• **Prompt**: Extract each line of the material below that contains the word "Assuming".

Box-labeled dataset extracts:
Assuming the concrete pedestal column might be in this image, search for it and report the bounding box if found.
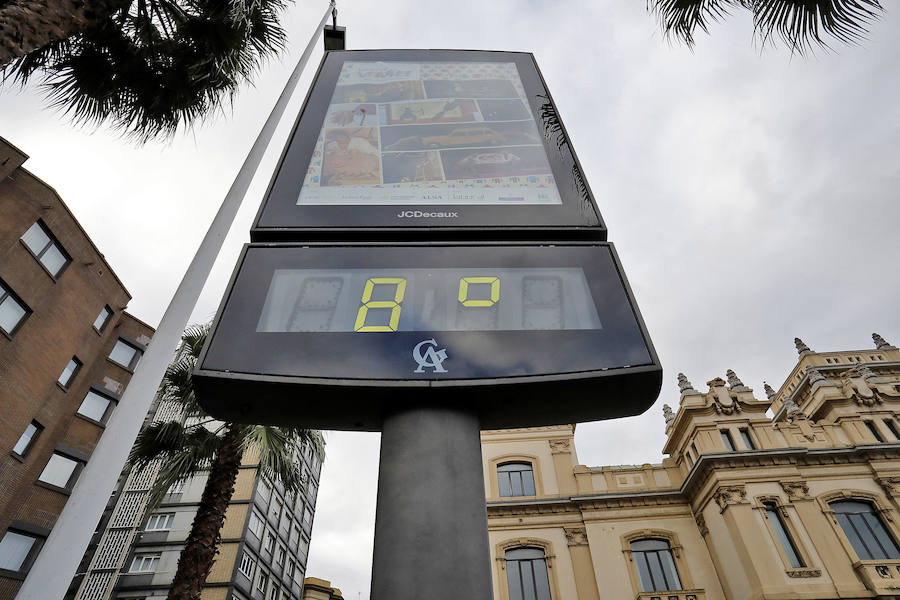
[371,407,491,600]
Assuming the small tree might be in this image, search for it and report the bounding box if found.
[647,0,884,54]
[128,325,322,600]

• **Output**:
Assuming the concrete pedestal column might be in this image, search for it and report the bounding box if found.
Assuming the small tree might be in this image, search for it and report the bounding box if found.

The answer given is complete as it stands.